Write out the data again in full, keeping every character the same.

============================================================

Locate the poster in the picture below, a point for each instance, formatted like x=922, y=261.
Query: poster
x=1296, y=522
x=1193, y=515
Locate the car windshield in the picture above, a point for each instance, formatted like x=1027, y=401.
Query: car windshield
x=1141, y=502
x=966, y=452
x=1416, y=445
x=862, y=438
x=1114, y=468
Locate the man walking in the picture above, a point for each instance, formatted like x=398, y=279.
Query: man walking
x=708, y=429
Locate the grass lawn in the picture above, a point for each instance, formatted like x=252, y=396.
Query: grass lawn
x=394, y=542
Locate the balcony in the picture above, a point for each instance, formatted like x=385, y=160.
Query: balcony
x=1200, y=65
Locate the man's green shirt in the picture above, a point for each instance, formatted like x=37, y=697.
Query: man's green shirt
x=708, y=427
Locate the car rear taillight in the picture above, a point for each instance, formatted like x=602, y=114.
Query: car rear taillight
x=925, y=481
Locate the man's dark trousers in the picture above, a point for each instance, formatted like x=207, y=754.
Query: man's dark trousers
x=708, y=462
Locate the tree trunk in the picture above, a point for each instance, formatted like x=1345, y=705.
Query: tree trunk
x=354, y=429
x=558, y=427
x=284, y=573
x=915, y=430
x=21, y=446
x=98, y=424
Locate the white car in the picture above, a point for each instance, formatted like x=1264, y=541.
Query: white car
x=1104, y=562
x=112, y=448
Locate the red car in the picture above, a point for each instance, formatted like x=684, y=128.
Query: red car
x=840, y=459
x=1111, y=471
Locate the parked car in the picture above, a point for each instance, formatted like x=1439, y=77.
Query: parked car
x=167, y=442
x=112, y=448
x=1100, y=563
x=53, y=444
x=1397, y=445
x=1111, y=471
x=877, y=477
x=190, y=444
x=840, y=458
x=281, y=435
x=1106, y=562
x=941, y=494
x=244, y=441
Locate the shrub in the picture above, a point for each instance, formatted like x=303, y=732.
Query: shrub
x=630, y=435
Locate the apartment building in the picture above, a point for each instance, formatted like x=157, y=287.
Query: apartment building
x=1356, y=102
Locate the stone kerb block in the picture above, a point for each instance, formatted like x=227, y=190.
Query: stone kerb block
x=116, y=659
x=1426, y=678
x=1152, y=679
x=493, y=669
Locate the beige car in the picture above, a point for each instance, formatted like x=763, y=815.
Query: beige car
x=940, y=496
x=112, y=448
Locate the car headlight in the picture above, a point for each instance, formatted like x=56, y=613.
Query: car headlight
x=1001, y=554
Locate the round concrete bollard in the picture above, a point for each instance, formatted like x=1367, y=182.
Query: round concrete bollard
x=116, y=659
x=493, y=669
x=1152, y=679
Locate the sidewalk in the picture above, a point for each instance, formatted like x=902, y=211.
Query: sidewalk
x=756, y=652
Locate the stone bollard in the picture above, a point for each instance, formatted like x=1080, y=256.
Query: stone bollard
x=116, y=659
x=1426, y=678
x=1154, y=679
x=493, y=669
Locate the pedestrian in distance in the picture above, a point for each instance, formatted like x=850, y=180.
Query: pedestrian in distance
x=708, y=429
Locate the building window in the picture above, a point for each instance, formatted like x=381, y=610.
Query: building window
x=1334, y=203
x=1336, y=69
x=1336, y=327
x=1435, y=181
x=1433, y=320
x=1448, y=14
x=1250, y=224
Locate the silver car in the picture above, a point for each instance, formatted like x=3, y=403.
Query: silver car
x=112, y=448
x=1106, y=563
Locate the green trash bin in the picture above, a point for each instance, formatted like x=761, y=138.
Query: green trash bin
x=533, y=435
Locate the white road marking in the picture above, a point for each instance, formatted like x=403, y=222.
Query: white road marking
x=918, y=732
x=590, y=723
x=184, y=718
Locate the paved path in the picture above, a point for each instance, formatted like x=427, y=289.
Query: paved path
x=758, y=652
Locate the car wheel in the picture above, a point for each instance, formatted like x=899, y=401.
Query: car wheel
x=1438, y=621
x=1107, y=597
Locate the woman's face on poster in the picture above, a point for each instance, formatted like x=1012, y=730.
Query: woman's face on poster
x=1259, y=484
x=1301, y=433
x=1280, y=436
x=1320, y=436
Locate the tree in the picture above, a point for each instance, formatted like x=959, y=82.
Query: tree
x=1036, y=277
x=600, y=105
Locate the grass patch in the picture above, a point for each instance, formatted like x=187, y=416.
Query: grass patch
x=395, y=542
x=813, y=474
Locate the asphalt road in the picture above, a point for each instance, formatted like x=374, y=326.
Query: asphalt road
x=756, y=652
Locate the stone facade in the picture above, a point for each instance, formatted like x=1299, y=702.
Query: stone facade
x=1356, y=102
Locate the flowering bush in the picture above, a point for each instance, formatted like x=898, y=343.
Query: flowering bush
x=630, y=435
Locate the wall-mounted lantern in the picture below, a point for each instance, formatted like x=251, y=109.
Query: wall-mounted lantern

============================================================

(YOUR SOLUTION):
Locate the poster in the picture below, a point for each instance, formatted like x=922, y=261.
Query: poster
x=1296, y=522
x=1193, y=515
Locate the car windshield in the picture above, a point for each instance, formatted like x=1027, y=401.
Query: car windshield
x=1141, y=502
x=966, y=452
x=1416, y=445
x=862, y=438
x=1114, y=468
Locate the man walking in the picture above, a point for each instance, formatted like x=398, y=279.
Query: man walking
x=708, y=429
Locate the grass lawn in the picture above, a point for each instance, formatted like x=252, y=396.
Query: grass lawn
x=394, y=542
Locate the balcony in the picture above, a point for each instance, formatted like x=385, y=160.
Query: balcony
x=1200, y=65
Locate the man's green shirt in the picture above, a point for each instance, formatted like x=37, y=697.
Query: man's green shirt
x=708, y=427
Locate the car rear taillight in the picture above, a point for each instance, formatted like x=602, y=114.
Query: car rear taillight
x=925, y=481
Locate the man's dark trousers in the picture above, a point for each instance, formatted like x=207, y=754.
Query: man's dark trousers
x=708, y=462
Locate the tree trunk in the picture above, a point for each instance, formatted like x=1345, y=705.
Query: tree trunk
x=354, y=429
x=558, y=427
x=284, y=573
x=915, y=430
x=21, y=446
x=98, y=424
Locate the white car in the picture above, a point for each instance, formatted like x=1264, y=541.
Query: white car
x=1104, y=562
x=112, y=448
Locate the red car in the picture above, a point for each instance, formatted like x=684, y=128.
Query: red car
x=840, y=459
x=1111, y=471
Locate the parked car in the picture above, a point for each instance, formatted like x=1439, y=77.
Query: parked car
x=167, y=442
x=112, y=448
x=1100, y=563
x=53, y=444
x=1397, y=445
x=1111, y=471
x=877, y=477
x=190, y=444
x=840, y=458
x=281, y=435
x=1106, y=562
x=941, y=494
x=244, y=441
Locate the shrub in the picture above, a point for each instance, formatted like x=303, y=732.
Query: shrub
x=630, y=435
Locate the apartment building in the picture above, a point for each instance, formatted like x=157, y=287.
Query: apartment building
x=1356, y=102
Locate the stone kerb block in the picture above, a point for each instance, formatted like x=227, y=190.
Query: stone kerb block
x=116, y=659
x=1426, y=678
x=1152, y=679
x=493, y=669
Locate the beige car in the picture above, a point for each instance, formatted like x=763, y=815.
Query: beige car
x=940, y=496
x=112, y=448
Locate the car headlight in the picture above, a point for each instance, formatted like x=56, y=613.
Query: car headlight
x=1001, y=554
Locate the round concrete bollard in the picture above, a point for each instance, formatted like x=1367, y=182.
Query: round concrete bollard
x=116, y=659
x=493, y=669
x=1152, y=679
Locate the sidewalk in the picture above, a point for each instance, formatted like x=902, y=211.
Query: sidewalk
x=756, y=652
Locate the stone bollard in the picture above, a point for each instance, formatted like x=1080, y=256.
Query: stone bollard
x=116, y=659
x=1426, y=678
x=1154, y=679
x=493, y=669
Locate the pedestrian in distance in the picture above, a point for each instance, formatted like x=850, y=180.
Query: pedestrian in distance
x=708, y=429
Locate the building window in the picture above, a point for each instance, formatted like x=381, y=610.
Query: building window
x=1334, y=203
x=1336, y=69
x=1336, y=327
x=1435, y=181
x=1433, y=320
x=1448, y=14
x=1250, y=224
Locate the silver car in the picture above, a point for each instance, formatted like x=3, y=403.
Query: silver car
x=112, y=448
x=1106, y=563
Locate the green trash bin in the picture above, a point for each instance, formatted like x=761, y=138.
Query: green trash bin
x=533, y=435
Locate the white road marking in the picture above, a point for each instance, formatted like x=403, y=222.
Query: white road marking
x=918, y=732
x=590, y=723
x=184, y=718
Locate the paved path in the picture above, a point for each instance, formatted like x=427, y=289.
Query: paved path
x=758, y=652
Locate the car wheel in the picture above, a point for each instance, formatted like x=899, y=401.
Query: car wheel
x=1438, y=621
x=1107, y=597
Locate the woman's face on poster in the picture above, a point for each instance, formatted like x=1012, y=730.
Query: woman's face on poster
x=1259, y=484
x=1301, y=433
x=1280, y=436
x=1320, y=436
Locate the tree in the picture above, a point for each instance, formatted like x=959, y=82.
Query: tree
x=1036, y=277
x=600, y=105
Locate the grass patch in the picture above, a point for each instance, formatted like x=187, y=416.
Query: grass patch
x=395, y=542
x=813, y=474
Locate the asphalt road in the picture above, a point for each instance, formatted like x=374, y=326.
Query: asphalt road
x=756, y=652
Locate the stone facade in the picture above, a point for each instance, formatted like x=1299, y=702.
Query: stone facade
x=1356, y=102
Locate the flowering bush in the picture above, a point for each instance, formatted like x=898, y=343.
Query: flowering bush
x=630, y=435
Locate the wall-mounted lantern in the picture below, a point for each instance, formatted like x=251, y=109.
Query: wall-mounted lantern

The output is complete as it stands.